§ **DOCUMENT EXTRACT**
Miller: What’s an example that you have in mind? I mean, what’s a community-based ‘stop gap?’

Clarke: So, you brought up culturally-specific and so I think about culturally-specific and culturally responsive services. Traditionally, the way that we treat individuals who are impacted by substance use issues and challenges is through the Western medicine model. A lot of times there’s not room, or it’s not traditional modes of healing in a lot of various Communities of Color are not necessarily considered.

Through this awareness of trying to be value based and value oriented in what we bring on because we’re humans, there’s been this effort, and I think we really saw it play out in the pandemic, of starting to support and fund and resource traditional modes of healing. So, for example, in the African-American community, it’s all about storytelling. It’s about singing, it’s about dancing, it’s about being in community. A lot of times, African-Americans when seeking support will go to their spiritual higher power. So really starting to be intentional in terms of partnering with faith-based organizations is an example to then carry out some of those traditional modes.

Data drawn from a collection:
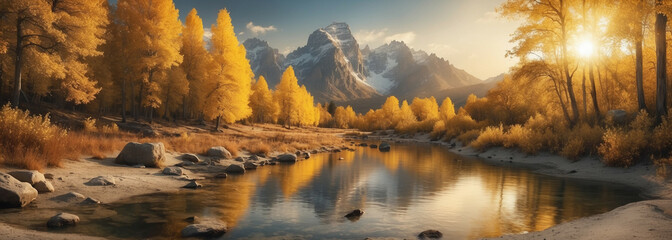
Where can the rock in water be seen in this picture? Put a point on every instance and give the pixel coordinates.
(193, 184)
(384, 147)
(430, 234)
(235, 168)
(191, 158)
(62, 220)
(219, 152)
(355, 214)
(43, 187)
(90, 201)
(69, 197)
(177, 171)
(146, 154)
(28, 176)
(288, 158)
(211, 229)
(101, 181)
(14, 193)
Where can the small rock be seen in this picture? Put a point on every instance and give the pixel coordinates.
(14, 193)
(90, 201)
(235, 168)
(430, 234)
(219, 152)
(191, 157)
(62, 220)
(288, 158)
(384, 147)
(176, 171)
(210, 229)
(250, 165)
(193, 184)
(43, 187)
(29, 176)
(355, 214)
(101, 181)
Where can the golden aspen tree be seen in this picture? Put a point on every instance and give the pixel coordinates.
(264, 108)
(230, 88)
(63, 33)
(175, 88)
(153, 32)
(286, 93)
(425, 108)
(195, 63)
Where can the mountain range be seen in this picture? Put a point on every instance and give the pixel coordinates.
(334, 67)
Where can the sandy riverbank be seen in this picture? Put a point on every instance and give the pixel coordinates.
(650, 219)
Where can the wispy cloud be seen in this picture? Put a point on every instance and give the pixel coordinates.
(407, 37)
(259, 30)
(370, 37)
(488, 17)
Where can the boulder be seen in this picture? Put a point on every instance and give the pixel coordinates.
(29, 176)
(219, 152)
(235, 168)
(14, 193)
(384, 147)
(289, 158)
(250, 165)
(177, 171)
(69, 197)
(190, 157)
(43, 186)
(355, 214)
(62, 220)
(617, 116)
(193, 184)
(90, 201)
(430, 234)
(145, 154)
(101, 181)
(211, 229)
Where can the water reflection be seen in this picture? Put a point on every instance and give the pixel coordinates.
(404, 191)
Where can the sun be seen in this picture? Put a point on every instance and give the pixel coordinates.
(585, 48)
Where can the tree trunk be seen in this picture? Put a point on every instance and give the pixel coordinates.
(639, 65)
(123, 100)
(18, 61)
(593, 91)
(661, 64)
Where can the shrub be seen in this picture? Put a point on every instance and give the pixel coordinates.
(490, 137)
(31, 142)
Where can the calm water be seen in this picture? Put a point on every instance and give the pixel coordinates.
(403, 192)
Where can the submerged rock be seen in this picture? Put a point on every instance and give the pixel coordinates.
(211, 229)
(14, 193)
(430, 234)
(191, 157)
(219, 152)
(176, 171)
(43, 186)
(235, 168)
(62, 220)
(145, 154)
(384, 147)
(287, 158)
(28, 176)
(101, 181)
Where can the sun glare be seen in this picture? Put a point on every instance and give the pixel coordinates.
(585, 48)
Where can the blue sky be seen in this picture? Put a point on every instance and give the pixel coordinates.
(466, 32)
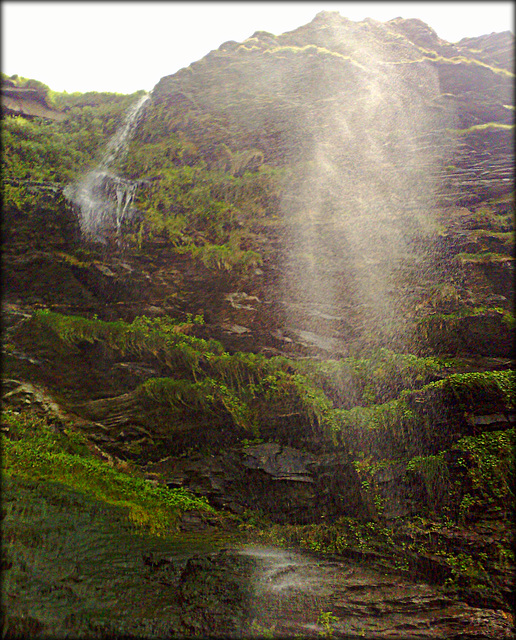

§ **EXERCISE GOAL**
Transcribe the interview excerpt word for word, starting at the words "Through this awareness" and stopping after "those traditional modes.". Rely on the interview excerpt alone when responding.

§ **RESULT BELOW**
Through this awareness of trying to be value based and value oriented in what we bring on because we’re humans, there’s been this effort, and I think we really saw it play out in the pandemic, of starting to support and fund and resource traditional modes of healing. So, for example, in the African-American community, it’s all about storytelling. It’s about singing, it’s about dancing, it’s about being in community. A lot of times, African-Americans when seeking support will go to their spiritual higher power. So really starting to be intentional in terms of partnering with faith-based organizations is an example to then carry out some of those traditional modes.